Given problem —
Reproduce word for word the part of the records that opens with the line containing "Could you please identify the red barn" and runs through the end of the records, leaving the pictures out of your answer.

Provided data —
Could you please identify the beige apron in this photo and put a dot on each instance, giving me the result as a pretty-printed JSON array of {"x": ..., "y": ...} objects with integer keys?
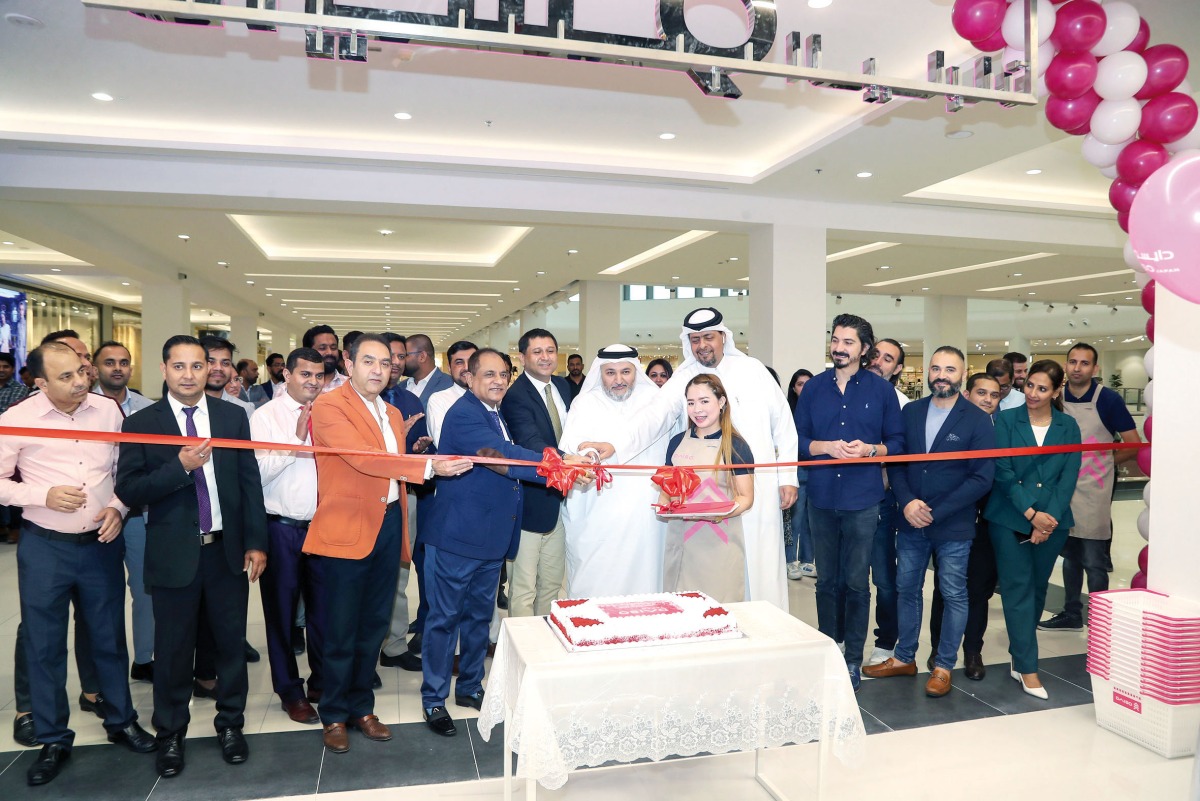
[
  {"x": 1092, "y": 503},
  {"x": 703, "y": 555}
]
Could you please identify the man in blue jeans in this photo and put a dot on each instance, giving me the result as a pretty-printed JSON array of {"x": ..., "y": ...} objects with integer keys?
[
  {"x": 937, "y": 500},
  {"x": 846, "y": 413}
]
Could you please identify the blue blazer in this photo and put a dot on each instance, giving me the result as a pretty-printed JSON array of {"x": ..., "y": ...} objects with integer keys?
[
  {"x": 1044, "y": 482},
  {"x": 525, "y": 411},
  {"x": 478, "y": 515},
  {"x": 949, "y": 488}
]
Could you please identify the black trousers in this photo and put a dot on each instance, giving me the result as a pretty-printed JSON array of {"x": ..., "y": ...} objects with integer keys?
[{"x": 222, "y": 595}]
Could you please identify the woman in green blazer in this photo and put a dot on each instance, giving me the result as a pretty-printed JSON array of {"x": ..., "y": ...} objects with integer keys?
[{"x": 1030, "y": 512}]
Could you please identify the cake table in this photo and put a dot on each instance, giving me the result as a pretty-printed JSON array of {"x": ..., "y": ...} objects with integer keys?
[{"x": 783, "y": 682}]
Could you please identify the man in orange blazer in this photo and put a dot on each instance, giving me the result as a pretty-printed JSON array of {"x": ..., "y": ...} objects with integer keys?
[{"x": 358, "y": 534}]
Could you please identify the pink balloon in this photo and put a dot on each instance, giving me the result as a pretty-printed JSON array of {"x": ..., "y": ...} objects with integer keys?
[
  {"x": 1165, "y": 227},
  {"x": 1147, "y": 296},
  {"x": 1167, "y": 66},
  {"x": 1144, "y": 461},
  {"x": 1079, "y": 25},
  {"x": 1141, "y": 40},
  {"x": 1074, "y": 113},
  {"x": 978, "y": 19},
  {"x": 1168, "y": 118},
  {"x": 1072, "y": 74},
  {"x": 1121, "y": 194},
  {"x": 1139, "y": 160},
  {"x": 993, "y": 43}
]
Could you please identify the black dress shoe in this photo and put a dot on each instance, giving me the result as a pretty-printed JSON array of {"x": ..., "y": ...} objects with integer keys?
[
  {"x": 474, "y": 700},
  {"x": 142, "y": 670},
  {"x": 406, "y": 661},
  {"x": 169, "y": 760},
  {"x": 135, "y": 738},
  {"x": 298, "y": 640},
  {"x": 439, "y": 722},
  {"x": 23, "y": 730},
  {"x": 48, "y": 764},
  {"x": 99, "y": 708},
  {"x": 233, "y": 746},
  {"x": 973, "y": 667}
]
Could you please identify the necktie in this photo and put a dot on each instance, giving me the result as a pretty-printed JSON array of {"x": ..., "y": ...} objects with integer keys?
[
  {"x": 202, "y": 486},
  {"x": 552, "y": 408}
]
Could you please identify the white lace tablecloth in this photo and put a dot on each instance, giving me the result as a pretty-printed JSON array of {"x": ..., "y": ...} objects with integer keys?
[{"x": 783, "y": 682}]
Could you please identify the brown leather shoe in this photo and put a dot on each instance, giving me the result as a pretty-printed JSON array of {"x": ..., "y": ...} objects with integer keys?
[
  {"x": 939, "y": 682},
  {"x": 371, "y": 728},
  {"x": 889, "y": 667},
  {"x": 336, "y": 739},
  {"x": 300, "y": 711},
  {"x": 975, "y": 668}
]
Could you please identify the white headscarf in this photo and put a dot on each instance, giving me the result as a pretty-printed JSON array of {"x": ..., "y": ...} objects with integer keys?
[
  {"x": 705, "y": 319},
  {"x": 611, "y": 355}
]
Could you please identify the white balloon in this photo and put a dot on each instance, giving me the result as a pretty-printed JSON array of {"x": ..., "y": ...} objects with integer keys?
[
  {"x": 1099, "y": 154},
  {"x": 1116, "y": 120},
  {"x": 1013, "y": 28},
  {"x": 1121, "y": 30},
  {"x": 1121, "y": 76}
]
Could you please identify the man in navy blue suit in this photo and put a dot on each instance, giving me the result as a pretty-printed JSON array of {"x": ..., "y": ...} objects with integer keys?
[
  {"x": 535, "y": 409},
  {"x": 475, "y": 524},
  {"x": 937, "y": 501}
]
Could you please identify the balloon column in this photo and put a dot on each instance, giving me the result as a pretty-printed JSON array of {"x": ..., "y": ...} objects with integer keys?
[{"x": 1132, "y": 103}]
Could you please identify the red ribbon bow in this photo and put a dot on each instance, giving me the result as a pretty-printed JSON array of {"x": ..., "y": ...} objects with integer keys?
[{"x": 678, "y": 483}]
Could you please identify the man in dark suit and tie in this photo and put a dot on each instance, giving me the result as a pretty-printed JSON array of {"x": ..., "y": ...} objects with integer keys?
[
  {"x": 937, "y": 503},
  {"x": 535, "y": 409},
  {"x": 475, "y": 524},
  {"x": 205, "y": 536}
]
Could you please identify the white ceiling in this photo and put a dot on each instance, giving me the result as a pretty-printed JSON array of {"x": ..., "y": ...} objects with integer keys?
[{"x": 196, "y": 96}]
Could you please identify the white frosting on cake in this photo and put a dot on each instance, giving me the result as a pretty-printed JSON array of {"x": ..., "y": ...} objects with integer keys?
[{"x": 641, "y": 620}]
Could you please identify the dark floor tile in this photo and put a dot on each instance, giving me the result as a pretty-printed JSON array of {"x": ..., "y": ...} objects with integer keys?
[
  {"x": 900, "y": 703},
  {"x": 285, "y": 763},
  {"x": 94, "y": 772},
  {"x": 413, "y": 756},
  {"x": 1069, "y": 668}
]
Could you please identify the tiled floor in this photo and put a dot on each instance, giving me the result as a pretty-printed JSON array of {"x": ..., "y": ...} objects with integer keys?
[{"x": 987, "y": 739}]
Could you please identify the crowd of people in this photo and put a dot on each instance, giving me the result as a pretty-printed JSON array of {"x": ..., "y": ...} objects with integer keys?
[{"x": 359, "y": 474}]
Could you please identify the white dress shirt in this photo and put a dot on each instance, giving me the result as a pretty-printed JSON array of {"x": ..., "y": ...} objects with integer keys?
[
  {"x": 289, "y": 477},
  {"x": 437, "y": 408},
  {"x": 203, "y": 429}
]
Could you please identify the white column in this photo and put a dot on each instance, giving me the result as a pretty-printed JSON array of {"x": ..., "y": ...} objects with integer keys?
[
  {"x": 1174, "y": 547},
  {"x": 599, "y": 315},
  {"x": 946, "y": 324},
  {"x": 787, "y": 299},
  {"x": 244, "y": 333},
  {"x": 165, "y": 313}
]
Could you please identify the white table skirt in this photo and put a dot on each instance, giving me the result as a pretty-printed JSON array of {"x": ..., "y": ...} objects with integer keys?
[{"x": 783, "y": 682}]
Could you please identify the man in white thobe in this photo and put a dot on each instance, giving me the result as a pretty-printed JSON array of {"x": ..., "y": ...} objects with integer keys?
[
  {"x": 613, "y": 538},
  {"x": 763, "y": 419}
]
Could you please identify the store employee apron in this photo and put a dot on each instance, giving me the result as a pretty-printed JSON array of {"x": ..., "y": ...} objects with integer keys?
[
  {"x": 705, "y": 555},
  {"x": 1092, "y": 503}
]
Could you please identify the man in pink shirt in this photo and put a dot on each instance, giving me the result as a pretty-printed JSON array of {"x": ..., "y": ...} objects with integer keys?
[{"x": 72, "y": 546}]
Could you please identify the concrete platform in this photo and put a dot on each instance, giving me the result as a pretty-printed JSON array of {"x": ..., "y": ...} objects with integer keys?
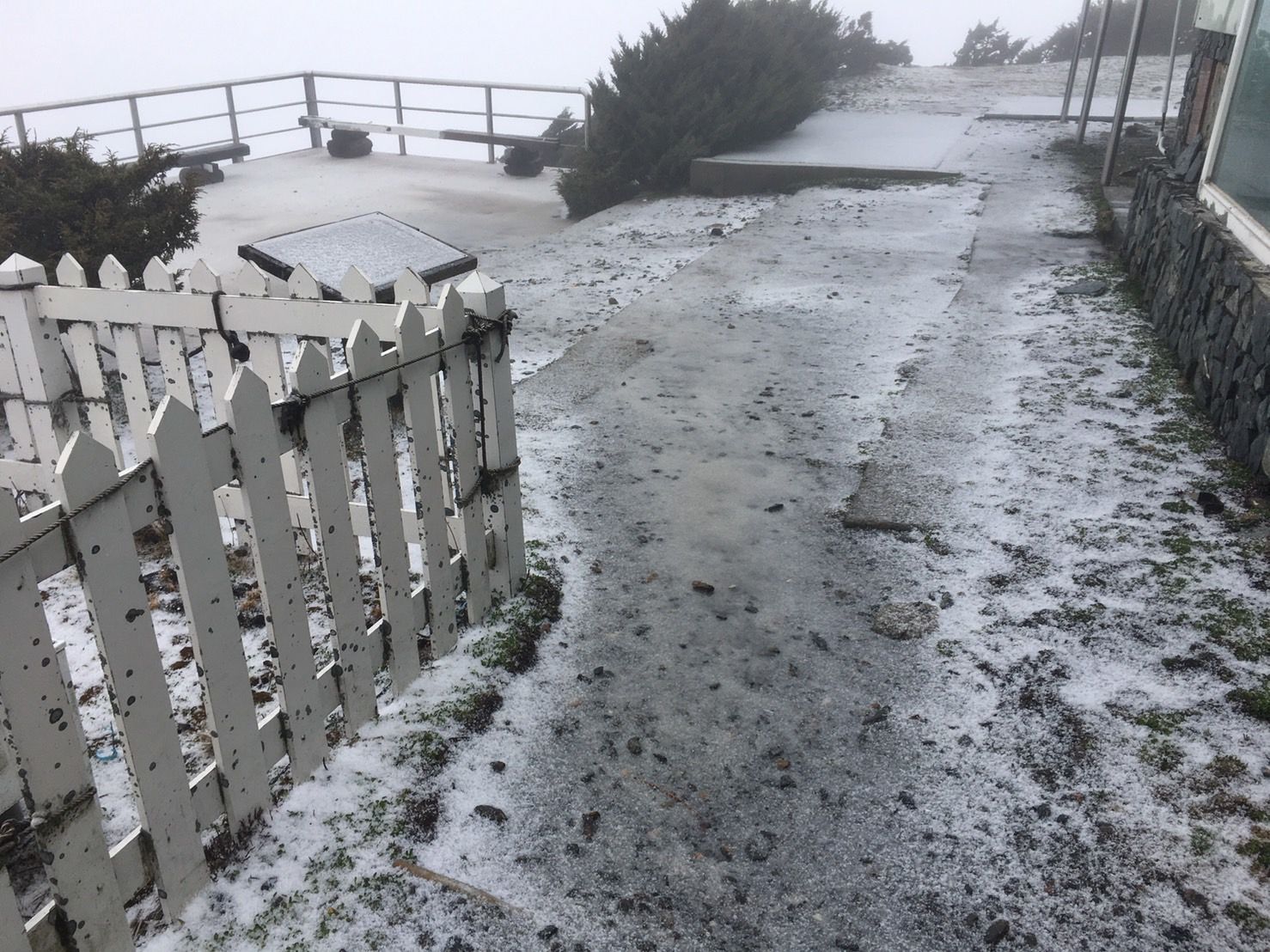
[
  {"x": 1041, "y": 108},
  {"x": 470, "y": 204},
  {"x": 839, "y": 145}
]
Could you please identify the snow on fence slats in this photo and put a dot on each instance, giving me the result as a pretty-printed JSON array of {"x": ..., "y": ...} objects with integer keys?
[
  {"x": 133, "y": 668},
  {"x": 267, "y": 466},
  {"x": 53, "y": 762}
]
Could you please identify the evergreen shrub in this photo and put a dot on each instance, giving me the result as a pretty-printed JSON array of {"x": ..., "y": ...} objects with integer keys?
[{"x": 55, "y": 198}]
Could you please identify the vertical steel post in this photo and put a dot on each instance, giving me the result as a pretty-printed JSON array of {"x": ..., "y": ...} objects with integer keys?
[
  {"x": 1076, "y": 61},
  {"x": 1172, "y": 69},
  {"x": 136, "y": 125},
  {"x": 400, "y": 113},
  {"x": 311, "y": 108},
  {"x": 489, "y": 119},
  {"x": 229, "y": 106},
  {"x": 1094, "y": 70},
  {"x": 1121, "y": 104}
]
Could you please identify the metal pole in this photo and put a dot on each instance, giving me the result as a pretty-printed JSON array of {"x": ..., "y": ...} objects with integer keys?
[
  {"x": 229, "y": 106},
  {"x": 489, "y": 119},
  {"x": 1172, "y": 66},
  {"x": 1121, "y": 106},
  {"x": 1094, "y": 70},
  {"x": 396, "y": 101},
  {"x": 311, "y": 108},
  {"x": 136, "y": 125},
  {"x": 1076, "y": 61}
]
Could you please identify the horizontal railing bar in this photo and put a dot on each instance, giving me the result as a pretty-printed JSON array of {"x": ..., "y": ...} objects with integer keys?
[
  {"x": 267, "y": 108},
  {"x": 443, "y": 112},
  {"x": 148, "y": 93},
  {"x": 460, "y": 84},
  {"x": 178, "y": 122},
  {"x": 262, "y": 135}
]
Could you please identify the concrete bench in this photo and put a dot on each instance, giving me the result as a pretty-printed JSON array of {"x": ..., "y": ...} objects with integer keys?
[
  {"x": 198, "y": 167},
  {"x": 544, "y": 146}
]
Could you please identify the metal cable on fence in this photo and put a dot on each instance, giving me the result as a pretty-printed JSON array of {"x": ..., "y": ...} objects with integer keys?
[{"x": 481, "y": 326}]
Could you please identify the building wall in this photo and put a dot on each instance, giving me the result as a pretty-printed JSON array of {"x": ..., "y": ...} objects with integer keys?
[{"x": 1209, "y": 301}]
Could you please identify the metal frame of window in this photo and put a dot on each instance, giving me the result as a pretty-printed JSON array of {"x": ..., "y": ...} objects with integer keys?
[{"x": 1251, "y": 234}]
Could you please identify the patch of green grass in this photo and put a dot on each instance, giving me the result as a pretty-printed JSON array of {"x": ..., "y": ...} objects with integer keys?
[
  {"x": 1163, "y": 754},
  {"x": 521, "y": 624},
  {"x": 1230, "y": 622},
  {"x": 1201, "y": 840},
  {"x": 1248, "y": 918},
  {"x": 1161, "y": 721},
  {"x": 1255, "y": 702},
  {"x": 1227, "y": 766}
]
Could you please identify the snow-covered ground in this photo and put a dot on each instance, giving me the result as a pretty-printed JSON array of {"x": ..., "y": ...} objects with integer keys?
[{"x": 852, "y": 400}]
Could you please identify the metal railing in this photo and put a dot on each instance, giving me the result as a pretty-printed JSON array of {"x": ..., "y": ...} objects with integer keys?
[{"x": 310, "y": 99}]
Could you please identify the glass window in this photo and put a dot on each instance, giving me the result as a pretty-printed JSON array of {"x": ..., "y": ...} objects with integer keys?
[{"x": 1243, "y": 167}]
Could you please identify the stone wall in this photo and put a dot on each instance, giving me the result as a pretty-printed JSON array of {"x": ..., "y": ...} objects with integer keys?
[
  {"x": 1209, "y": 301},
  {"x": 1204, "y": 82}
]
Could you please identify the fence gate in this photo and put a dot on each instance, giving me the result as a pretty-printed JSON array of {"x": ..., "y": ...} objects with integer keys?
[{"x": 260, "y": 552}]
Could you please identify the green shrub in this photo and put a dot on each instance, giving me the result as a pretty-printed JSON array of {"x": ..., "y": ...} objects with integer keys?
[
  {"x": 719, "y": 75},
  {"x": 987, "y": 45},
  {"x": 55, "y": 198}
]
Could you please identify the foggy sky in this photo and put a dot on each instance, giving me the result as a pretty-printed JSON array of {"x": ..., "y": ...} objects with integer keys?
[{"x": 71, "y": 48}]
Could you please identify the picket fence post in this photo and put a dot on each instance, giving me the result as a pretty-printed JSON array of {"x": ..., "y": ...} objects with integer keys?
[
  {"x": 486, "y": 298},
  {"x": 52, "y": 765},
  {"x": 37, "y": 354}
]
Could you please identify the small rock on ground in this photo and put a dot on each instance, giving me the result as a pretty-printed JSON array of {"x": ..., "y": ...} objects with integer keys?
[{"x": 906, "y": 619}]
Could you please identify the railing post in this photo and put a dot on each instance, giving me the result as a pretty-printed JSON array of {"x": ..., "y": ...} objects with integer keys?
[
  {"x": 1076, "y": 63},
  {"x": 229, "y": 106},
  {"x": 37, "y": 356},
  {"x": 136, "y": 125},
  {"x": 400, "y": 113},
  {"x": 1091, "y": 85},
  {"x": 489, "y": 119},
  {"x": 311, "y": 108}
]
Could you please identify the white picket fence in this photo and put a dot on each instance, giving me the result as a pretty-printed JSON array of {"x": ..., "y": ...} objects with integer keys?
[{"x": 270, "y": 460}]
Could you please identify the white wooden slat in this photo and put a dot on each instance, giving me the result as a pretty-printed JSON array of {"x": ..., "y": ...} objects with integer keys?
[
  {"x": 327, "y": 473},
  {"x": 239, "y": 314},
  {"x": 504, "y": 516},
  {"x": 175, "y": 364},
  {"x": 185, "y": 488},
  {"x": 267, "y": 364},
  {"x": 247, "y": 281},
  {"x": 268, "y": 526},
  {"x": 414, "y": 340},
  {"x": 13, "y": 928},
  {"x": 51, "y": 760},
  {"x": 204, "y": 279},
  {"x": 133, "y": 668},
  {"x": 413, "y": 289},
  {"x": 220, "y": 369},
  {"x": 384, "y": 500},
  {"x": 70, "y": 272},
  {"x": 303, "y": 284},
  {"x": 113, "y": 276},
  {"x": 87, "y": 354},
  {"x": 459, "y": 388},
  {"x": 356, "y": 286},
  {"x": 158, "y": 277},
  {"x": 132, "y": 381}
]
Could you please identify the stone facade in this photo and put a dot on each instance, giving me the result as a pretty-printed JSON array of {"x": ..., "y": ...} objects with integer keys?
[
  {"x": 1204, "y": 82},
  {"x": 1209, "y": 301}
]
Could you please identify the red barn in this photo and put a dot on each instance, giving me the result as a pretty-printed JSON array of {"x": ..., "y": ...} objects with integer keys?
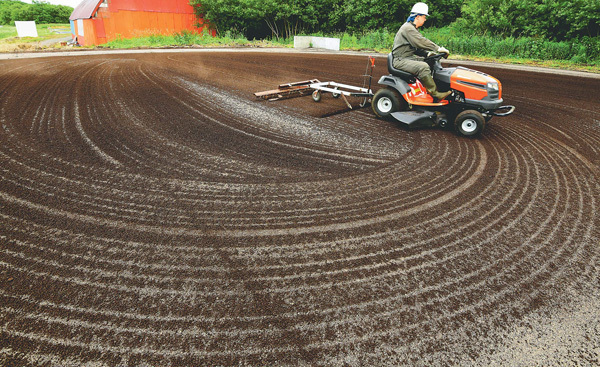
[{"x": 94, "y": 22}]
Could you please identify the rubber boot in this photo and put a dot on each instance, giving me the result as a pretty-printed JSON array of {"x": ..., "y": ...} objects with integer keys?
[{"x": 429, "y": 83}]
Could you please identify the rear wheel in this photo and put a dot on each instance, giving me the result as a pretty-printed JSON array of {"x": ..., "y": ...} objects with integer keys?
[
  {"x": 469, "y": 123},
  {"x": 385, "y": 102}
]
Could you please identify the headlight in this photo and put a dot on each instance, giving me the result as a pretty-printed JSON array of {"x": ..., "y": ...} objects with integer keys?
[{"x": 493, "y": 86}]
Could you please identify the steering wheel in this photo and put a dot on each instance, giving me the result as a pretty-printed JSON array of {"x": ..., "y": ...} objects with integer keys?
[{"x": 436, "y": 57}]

Solution to the problem —
Could you please identify the red barn in this photo and put a dot on each instance, giving me the result as a pretty-printed JSON array of {"x": ..., "y": ...} objects with integer keys?
[{"x": 94, "y": 22}]
Could you please identify the rubber boot in this photo and put a dot on each instance, giving me the result as a pretty-printed JSON array of {"x": ..., "y": ...} objects with integer keys?
[{"x": 429, "y": 83}]
Could you please identify the rear wheel in this photo and put a dot on each instance, giving me the result as a pretty-printed JSON array of {"x": ..., "y": ...} objects with integer keys?
[
  {"x": 469, "y": 123},
  {"x": 385, "y": 102}
]
Could you please identify the headlight in this photo and put a dot on each instance, giving me the result as a pretty-printed JSON array of {"x": ..., "y": ...} objects with integer keys?
[{"x": 493, "y": 86}]
Could you please identify the steering wheel in this photo and put a dot on each instance, giving me the result as a pretty-printed JSON array of {"x": ..., "y": ...} objects with integer keys?
[{"x": 436, "y": 57}]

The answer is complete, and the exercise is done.